## Bagian Dokumen
MBG dan Dapur Sekolah yang Tetap Menyala

 

Saya percaya, menolak dengan alasan yang benar adalah bentuk kontribusi yang tidak kalah penting dibanding menerima dengan setengah hati. 

[Jombang, Pak Guru NINE] - Sebagai seorang wali murid sekaligus suami dari seorang guru di sebuah sekolah swasta di Jombang, saya merasa perlu ikut menyuarakan pandangan tentang Program Makan Bergizi Gratis (MBG). Program ini, yang digagas pemerintah, sejatinya membawa misi mulia: memastikan anak-anak sekolah mendapat asupan gizi seimbang agar tumbuh sehat, cerdas, dan siap menghadapi masa depan. Namun, ketika program besar itu menyentuh ranah praktik di sekolah, ternyata tidak sesederhana membagikan kotak makan siang setiap hari.

Saya masih ingat percakapan dengan istri saya, sekitar sepekan lalu. Dengan penuh pertanyaan, saya sampaikan kegelisahan saya: “Apakah MBG ini wajib diterima semua sekolah, atau ada ruang untuk memilih?” Pertanyaan itu tampak sederhana, tetapi konsekuensinya begitu luas. Karena, bila program ini bersifat wajib, maka sekolah tempat anak saya belajar harus menyesuaikan diri. Bukan hanya soal murid yang menerima makan siang gratis, tetapi juga tentang para pegawai dapur sekolah yang selama ini menggantungkan hidupnya dari pekerjaan tersebut. Apakah mereka akan dirumahkan hanya karena ada program nasional?

## Entri yang Disediakan
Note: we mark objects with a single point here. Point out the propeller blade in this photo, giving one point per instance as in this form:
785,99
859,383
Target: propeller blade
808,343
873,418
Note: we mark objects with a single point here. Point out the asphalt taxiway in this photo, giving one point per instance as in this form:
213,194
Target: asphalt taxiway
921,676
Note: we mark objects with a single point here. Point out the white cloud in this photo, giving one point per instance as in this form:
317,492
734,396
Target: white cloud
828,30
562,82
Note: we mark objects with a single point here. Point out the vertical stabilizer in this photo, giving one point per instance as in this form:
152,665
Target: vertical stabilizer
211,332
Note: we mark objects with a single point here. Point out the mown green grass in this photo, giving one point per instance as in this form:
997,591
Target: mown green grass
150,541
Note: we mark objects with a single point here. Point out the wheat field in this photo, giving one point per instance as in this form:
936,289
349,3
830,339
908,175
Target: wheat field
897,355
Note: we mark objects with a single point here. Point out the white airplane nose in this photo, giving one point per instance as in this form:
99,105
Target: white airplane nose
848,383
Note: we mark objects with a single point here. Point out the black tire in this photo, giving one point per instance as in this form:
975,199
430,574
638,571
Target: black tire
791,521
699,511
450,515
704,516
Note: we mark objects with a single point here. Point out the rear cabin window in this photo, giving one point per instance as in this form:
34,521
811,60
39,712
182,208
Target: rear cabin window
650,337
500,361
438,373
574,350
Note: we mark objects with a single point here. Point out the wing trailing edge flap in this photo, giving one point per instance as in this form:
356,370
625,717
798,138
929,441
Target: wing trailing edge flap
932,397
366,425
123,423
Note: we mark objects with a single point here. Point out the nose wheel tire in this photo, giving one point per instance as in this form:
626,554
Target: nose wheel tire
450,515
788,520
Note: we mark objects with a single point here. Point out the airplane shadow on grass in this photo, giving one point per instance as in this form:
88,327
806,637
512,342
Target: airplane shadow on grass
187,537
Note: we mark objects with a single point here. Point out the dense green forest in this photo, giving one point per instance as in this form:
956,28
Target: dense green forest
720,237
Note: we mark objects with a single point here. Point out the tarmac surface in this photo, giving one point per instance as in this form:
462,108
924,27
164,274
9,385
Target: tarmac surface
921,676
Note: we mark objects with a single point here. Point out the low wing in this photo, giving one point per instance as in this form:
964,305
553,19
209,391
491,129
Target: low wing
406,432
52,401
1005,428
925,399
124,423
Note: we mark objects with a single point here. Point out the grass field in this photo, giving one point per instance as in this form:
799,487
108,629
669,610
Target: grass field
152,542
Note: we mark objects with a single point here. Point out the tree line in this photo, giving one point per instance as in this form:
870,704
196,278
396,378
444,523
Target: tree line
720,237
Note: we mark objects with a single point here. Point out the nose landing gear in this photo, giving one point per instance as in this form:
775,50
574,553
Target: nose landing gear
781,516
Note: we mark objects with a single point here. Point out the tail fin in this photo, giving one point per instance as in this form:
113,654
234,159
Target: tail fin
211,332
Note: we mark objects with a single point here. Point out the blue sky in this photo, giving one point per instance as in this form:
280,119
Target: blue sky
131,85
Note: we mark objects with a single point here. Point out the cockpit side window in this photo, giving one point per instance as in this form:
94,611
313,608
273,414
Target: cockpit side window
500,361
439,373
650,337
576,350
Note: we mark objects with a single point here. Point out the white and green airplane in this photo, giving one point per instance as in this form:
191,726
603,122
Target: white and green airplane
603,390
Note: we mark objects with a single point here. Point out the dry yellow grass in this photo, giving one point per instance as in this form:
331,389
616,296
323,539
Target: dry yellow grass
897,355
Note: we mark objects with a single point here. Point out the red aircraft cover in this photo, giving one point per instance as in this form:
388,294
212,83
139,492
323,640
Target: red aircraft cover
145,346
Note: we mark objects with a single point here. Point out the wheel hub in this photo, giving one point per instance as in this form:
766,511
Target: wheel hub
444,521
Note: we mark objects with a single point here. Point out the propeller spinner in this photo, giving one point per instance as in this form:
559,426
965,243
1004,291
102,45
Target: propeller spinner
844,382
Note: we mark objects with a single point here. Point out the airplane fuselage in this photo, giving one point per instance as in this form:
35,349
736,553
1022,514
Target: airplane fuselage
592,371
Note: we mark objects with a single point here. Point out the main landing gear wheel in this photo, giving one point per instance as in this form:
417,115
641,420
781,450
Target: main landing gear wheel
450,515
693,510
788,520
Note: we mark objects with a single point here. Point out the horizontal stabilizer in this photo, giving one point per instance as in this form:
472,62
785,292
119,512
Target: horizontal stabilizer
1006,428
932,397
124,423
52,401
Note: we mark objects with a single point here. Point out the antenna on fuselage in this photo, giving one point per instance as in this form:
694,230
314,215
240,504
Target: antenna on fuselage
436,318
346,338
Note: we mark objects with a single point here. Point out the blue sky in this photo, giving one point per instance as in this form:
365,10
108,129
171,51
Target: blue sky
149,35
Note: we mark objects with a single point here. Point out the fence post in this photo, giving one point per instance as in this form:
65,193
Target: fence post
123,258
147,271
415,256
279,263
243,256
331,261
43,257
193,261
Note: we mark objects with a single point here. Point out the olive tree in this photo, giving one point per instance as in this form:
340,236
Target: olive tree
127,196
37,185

## Daftar Tugas
(A) Menurut tulisan tentang Program Makan Bergizi Gratis, di kota manakah sekolah swasta tempat istri penulis mengajar berada?
(B) Ganti "Jombang" dengan "Kediri" dalam tulisan tentang Program Makan Bergizi Gratis, lalu tuliskan kembali bagian mulai dari "[Jombang, Pak Guru" hingga dan termasuk "siang setiap hari.".
(C) Lanjutkan tulisan tentang Program Makan Bergizi Gratis setelah kalimat terakhir yang ditampilkan.
Entri-entri tersebut merupakan bahan tersendiri yang terpisah dari tulisan tentang Program Makan Bergizi Gratis.

## Hasil Latihan
(A) Di Jombang.

(B)
[Kediri, Pak Guru NINE] - Sebagai seorang wali murid sekaligus suami dari seorang guru di sebuah sekolah swasta di Kediri, saya merasa perlu ikut menyuarakan pandangan tentang Program Makan Bergizi Gratis (MBG). Program ini, yang digagas pemerintah, sejatinya membawa misi mulia: memastikan anak-anak sekolah mendapat asupan gizi seimbang agar tumbuh sehat, cerdas, dan siap menghadapi masa depan. Namun, ketika program besar itu menyentuh ranah praktik di sekolah, ternyata tidak sesederhana membagikan kotak makan siang setiap hari.

(C)
Tak hanya itu. Selama ini sekolah sudah mengelola layanan makan siang dengan sistem yang cukup baik. Wali murid pun membayar biaya makan secara rutin. Lantas, jika MBG masuk, apakah biaya itu akan dihapuskan atau tetap ditarik? Jika tetap ditarik, jelas tidak adil. Tetapi jika dihapuskan, apakah sekolah siap menanggung transisi tanpa menimbulkan gejolak?

Kegelisahan saya akhirnya menemukan jawabannya ketika saya membaca sebuah berita di Radar Jombang pada 25 September 2025. Yayasan Roushon Fikr, yang menaungi sekolah tersebut, secara terbuka menolak program MBG. Bukan tanpa alasan, keputusan itu didasarkan pada dua pertimbangan mendasar. Pertama, mereka sudah memiliki sistem makan siang mandiri dengan dapur yang mempekerjakan 17 orang tetap. Setiap hari, dapur itu menghasilkan 1.300 porsi makanan bergizi. Jika program MBG diterima, sistem yang sudah mapan bisa terganggu, bahkan berpotensi membuat para pekerja kehilangan mata pencaharian. Kedua, mereka menilai program MBG sebaiknya lebih diutamakan bagi sekolah-sekolah di pelosok, yang memang kesulitan menyediakan konsumsi sehat bagi siswanya.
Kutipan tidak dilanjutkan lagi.